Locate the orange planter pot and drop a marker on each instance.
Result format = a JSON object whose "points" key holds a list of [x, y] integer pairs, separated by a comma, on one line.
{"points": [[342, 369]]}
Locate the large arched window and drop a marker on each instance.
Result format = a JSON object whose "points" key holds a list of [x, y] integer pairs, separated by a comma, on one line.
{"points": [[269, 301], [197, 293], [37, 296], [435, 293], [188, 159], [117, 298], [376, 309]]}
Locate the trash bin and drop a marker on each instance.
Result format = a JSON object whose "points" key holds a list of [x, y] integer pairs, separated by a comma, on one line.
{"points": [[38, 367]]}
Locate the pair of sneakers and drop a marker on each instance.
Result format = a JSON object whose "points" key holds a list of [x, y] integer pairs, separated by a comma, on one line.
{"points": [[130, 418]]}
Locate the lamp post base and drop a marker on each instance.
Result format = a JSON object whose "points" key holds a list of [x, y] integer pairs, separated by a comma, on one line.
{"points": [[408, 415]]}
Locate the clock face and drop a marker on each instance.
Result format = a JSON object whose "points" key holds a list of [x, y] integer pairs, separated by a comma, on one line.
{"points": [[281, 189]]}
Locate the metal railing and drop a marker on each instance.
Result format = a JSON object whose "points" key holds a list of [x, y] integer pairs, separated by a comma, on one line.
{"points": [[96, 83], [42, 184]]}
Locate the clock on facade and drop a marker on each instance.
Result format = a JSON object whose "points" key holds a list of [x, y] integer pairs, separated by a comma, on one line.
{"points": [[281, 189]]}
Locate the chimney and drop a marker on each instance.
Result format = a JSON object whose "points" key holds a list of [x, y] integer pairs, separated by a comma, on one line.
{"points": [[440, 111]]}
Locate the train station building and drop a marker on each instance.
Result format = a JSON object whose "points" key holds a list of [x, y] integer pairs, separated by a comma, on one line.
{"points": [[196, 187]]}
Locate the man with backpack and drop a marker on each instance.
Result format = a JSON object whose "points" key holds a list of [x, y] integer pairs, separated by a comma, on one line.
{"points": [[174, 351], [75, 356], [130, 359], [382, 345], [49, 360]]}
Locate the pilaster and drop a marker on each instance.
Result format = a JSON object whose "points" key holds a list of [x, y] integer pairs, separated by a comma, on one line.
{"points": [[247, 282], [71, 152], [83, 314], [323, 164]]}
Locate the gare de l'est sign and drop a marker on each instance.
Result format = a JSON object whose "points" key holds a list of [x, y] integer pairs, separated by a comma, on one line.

**Task requirements**
Render the lines of the material above, from the line containing "Locate the train" through the end of the material, inclusive, as a JSON list of strings with one string per line and blank lines omitted.

**Answer for this exercise**
[
  "Locate the train station building and drop a marker on each instance.",
  "Result format = a JSON object whose \"points\" key holds a list of [x, y] integer pairs, separated by a comma, on one line.",
  "{\"points\": [[196, 187]]}",
  "Locate the man with backpack and drop a marker on each instance.",
  "Result format = a JSON object whose \"points\" key holds a list of [x, y] integer pairs, separated by a comma, on one line.",
  "{\"points\": [[174, 351], [75, 356], [130, 359], [382, 345], [49, 360]]}",
  "Locate the pilaster and drop a marker on each instance.",
  "Result format = a JSON object whose \"points\" key holds a list of [x, y] integer pairs, separated by a comma, on one line.",
  "{\"points\": [[247, 282], [71, 152], [83, 314], [323, 164]]}",
  "Locate the gare de l'est sign and drop a marker on each instance.",
  "Result format = a JSON object whose \"points\" key holds a list of [x, y] integer pairs, separated by a comma, on one line."
]